Your objective: Copy the rows below word for word, leaving out the pictures.

──────────

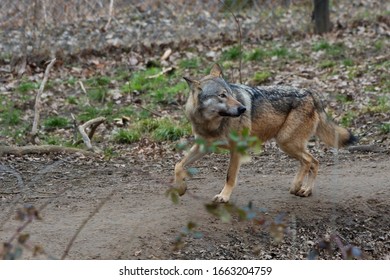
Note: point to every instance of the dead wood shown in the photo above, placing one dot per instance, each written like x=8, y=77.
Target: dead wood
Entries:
x=43, y=149
x=94, y=123
x=37, y=107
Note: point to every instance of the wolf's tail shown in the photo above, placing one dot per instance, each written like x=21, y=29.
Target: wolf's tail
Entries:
x=329, y=132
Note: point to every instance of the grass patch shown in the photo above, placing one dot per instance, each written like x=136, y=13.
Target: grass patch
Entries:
x=232, y=53
x=384, y=128
x=327, y=64
x=97, y=88
x=256, y=54
x=347, y=119
x=334, y=50
x=261, y=77
x=348, y=62
x=25, y=87
x=56, y=122
x=91, y=112
x=127, y=136
x=191, y=63
x=140, y=82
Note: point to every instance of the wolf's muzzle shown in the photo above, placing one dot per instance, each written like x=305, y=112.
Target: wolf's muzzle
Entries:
x=241, y=110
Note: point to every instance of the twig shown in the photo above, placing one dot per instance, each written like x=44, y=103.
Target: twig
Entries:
x=239, y=34
x=105, y=28
x=94, y=123
x=82, y=87
x=94, y=212
x=165, y=70
x=74, y=128
x=151, y=111
x=37, y=107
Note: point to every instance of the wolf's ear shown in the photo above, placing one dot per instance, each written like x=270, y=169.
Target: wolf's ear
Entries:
x=216, y=71
x=191, y=83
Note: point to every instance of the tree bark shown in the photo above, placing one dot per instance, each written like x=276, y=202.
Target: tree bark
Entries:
x=321, y=16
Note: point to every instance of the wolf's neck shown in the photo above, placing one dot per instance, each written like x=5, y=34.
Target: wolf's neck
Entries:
x=215, y=128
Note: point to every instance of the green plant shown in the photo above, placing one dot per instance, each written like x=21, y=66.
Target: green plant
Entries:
x=334, y=50
x=379, y=45
x=91, y=112
x=53, y=140
x=10, y=116
x=327, y=64
x=348, y=62
x=191, y=63
x=279, y=52
x=385, y=128
x=232, y=53
x=72, y=100
x=25, y=87
x=56, y=122
x=127, y=136
x=141, y=81
x=256, y=54
x=347, y=118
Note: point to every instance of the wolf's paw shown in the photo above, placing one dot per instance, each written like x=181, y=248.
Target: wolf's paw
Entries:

──────────

Result below:
Note: point to every instance of the dead wood shown in the photo above, placing one dot per instance, each written like x=8, y=77.
Target: dead wood
Entries:
x=43, y=149
x=94, y=123
x=37, y=107
Note: point to every instance of the wolf's tail shown in the photo above, placing one dot per instance, each written like x=21, y=29.
Target: wolf's tail
Entries:
x=329, y=132
Note: point to every instance of the grass patch shown in the photo above, placing one dot per instance, each written like x=136, y=13.
Target: grass patch
Entries:
x=232, y=53
x=384, y=128
x=327, y=64
x=97, y=88
x=256, y=54
x=347, y=119
x=334, y=50
x=261, y=77
x=348, y=62
x=25, y=87
x=56, y=122
x=91, y=112
x=127, y=136
x=191, y=63
x=140, y=82
Note: point to every instance of the wolf's muzzle shown in the photo above, placing one dot per instance, each written like x=305, y=112.
Target: wolf's muzzle
Entries:
x=241, y=110
Note: point to every instance of the twig shown in the photo above, placing one dot per instance, each written like x=44, y=103.
Target: twig
Entries:
x=239, y=34
x=105, y=28
x=94, y=123
x=82, y=87
x=94, y=212
x=165, y=70
x=74, y=128
x=151, y=111
x=37, y=107
Note: point to every instance of the wolf's ear shown in the photo above, placing one dot per instance, each written like x=270, y=169.
Target: wolf's ear
Entries:
x=216, y=71
x=191, y=83
Note: point to every instance of the tree bark shown in the photo above, placing one dot per instance, each written like x=276, y=202.
Target: tree bark
Entries:
x=321, y=16
Note: point to every instance of the wolf's neck shown in the photo above, placing one dot per instance, each written like x=5, y=34.
Target: wolf's neck
Entries:
x=215, y=128
Note: point to every instance of the green plant shown in the photo above, placing one dot per instance, each written like x=21, y=66.
Target: green plant
Entries:
x=334, y=50
x=379, y=45
x=91, y=112
x=53, y=140
x=10, y=116
x=327, y=64
x=348, y=62
x=191, y=63
x=279, y=52
x=385, y=128
x=232, y=53
x=72, y=100
x=25, y=87
x=56, y=122
x=127, y=136
x=141, y=81
x=256, y=54
x=347, y=118
Note: point to every instance of the wolf's paw shown in the photo above, placing one dot per instance, each written like x=181, y=248.
Target: wolf's paw
Entries:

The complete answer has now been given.